ACTION: The Chamber urges the U.S. government—and governments worldwide—to lift tariffs and other barriers to trade in medical supplies, reject export restrictions, and support emergency funding to combat COVID-19 in developing countries.
The Biden administration has identified pandemic response as its top priority. Both the public health and the closely-related economic recovery elements in U.S. pandemic response must be the principal focus of the new administration and Congress in the first months of 2021.
Trade policy can help advance these efforts in ways that stretch from enabling innovation to ensuring that critical supplies get to the patients who need them. With respect to tariff relief for medical supplies, the U.S. International Trade Commission (USITC) in May 2020 issued a report at the request of the House Ways and Means and Senate Finance Committees identifying imported products related to pandemic response, including such products as testing kits and instruments, including reagents: personal protective equipment; disinfectants and sterilization products; and other medicines and equipment used to diagnose, cure, treat, or prevent COVID-19.

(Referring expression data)
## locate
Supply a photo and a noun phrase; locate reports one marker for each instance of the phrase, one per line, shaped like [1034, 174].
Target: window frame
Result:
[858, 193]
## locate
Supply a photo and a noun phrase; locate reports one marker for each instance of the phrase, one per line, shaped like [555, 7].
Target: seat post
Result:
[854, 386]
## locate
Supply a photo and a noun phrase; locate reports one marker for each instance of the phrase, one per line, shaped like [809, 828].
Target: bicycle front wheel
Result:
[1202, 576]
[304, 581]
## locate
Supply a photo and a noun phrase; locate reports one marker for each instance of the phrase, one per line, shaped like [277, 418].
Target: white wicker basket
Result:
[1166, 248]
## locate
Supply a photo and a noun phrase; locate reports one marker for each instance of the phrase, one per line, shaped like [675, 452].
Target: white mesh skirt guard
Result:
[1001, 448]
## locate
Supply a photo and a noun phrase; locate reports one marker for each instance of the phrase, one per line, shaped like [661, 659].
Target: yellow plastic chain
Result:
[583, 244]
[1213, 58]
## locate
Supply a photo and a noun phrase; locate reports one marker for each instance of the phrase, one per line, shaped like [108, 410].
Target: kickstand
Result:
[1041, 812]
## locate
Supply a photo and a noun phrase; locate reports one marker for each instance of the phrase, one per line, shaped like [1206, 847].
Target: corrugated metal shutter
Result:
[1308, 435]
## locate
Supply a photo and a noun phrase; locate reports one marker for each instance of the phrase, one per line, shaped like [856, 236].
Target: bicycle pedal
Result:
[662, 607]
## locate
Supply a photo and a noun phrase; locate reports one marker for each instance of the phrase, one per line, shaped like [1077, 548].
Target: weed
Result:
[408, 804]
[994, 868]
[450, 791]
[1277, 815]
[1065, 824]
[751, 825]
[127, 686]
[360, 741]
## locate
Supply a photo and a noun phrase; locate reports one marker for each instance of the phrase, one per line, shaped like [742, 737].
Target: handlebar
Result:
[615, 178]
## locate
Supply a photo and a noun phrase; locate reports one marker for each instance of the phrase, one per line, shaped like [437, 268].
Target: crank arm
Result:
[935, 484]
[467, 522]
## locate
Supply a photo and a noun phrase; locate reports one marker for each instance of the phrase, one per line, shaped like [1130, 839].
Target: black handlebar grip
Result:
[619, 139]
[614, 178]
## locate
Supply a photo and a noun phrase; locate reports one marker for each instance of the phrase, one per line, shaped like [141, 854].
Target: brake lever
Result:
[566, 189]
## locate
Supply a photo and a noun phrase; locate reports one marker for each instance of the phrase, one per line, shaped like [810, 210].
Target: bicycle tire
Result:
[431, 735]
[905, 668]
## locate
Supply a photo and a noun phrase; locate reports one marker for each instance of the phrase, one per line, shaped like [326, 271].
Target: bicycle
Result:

...

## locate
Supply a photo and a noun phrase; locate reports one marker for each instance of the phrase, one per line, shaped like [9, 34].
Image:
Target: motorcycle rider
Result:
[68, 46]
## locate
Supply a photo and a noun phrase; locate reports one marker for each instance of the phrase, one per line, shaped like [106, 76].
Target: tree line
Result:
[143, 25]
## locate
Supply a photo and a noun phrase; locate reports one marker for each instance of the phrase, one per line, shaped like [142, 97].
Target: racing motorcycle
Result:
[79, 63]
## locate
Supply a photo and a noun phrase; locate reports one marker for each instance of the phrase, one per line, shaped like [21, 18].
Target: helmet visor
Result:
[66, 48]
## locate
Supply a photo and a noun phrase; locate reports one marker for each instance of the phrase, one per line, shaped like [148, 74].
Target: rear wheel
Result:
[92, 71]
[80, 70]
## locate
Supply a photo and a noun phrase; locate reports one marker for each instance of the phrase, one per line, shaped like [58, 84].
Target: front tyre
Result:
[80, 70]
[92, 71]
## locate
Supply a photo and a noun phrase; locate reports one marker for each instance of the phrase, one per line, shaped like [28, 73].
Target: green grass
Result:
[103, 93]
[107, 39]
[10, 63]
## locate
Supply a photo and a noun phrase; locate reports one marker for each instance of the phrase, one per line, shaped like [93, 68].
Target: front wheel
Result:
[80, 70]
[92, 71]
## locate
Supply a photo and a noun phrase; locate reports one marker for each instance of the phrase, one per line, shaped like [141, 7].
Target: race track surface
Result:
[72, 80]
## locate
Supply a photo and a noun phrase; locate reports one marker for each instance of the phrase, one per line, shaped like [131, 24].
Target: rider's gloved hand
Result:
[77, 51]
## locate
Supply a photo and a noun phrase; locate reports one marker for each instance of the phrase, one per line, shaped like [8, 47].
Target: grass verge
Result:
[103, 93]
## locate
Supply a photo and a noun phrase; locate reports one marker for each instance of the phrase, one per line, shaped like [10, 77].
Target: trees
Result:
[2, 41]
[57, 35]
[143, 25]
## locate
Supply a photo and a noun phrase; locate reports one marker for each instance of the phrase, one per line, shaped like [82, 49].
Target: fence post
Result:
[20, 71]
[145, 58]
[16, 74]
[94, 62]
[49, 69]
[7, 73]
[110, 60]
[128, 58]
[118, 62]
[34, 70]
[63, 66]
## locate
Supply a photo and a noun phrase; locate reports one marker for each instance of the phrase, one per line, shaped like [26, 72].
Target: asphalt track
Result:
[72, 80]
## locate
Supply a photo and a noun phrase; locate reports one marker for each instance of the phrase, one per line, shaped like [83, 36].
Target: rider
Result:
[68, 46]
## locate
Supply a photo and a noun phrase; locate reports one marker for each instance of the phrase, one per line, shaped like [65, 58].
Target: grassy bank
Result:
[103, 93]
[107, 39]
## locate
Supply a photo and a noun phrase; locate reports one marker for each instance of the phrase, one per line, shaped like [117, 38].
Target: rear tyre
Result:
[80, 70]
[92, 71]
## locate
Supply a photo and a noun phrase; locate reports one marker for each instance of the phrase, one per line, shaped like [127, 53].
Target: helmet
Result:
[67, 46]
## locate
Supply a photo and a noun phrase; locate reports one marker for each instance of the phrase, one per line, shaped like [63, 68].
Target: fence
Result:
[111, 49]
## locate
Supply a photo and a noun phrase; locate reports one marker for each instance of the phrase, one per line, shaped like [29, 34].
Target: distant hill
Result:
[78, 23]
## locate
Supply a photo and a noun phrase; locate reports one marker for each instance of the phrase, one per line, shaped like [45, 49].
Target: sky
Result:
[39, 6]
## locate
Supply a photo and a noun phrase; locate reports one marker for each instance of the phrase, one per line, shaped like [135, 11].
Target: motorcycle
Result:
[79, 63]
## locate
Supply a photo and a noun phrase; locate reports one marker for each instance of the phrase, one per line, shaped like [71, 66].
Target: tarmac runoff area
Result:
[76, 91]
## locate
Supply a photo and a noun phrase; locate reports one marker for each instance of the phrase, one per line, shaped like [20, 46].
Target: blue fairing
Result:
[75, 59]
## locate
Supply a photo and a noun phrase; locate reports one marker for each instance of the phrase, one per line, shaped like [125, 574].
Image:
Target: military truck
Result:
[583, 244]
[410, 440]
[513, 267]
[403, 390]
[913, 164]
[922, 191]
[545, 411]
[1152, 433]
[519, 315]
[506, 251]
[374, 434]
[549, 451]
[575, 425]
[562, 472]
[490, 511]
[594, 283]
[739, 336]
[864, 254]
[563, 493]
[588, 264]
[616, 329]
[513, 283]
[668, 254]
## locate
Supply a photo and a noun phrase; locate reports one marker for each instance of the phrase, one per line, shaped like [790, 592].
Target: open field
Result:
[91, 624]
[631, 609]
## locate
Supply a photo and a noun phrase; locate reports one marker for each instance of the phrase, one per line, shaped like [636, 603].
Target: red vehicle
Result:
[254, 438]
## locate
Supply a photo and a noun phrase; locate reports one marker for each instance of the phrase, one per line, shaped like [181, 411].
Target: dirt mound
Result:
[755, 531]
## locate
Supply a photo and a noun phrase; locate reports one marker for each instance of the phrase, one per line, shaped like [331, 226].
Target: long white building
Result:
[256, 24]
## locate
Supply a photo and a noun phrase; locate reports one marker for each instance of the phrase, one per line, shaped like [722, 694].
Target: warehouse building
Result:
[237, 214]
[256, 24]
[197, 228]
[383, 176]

> [Questions on the material]
1. For the text on trade and pandemic response, decide whether each statement agrees with it, answering yes or no and quoting the deciding words.
(a) The USITC issued its report in May 2020.
(b) The Senate Foreign Relations Committee requested the USITC report.
(c) The Chamber urges governments to adopt export restrictions on medical supplies.
2. Repeat word for word the part of the text on trade and pandemic response that opens with the words containing "ACTION: The Chamber" and closes with "months of 2021.".
3. Answer these questions using the text on trade and pandemic response.
(a) What has the Biden administration identified as its top priority?
(b) Which congressional committees requested the USITC report?
(c) Where does the Chamber want emergency funding to combat COVID-19 directed?

> [Answers to the exercises]
1.
(a) Yes: "the U.S. International Trade Commission (USITC) in May 2020 issued a report"
(b) No: "at the request of the House Ways and Means and Senate Finance Committees"
(c) No: "reject export restrictions"

2.
ACTION: The Chamber urges the U.S. government—and governments worldwide—to lift tariffs and other barriers to trade in medical supplies, reject export restrictions, and support emergency funding to combat COVID-19 in developing countries.
The Biden administration has identified pandemic response as its top priority. Both the public health and the closely-related economic recovery elements in U.S. pandemic response must be the principal focus of the new administration and Congress in the first months of 2021.

3.
(a) Pandemic response.
(b) The House Ways and Means and Senate Finance Committees.
(c) Developing countries.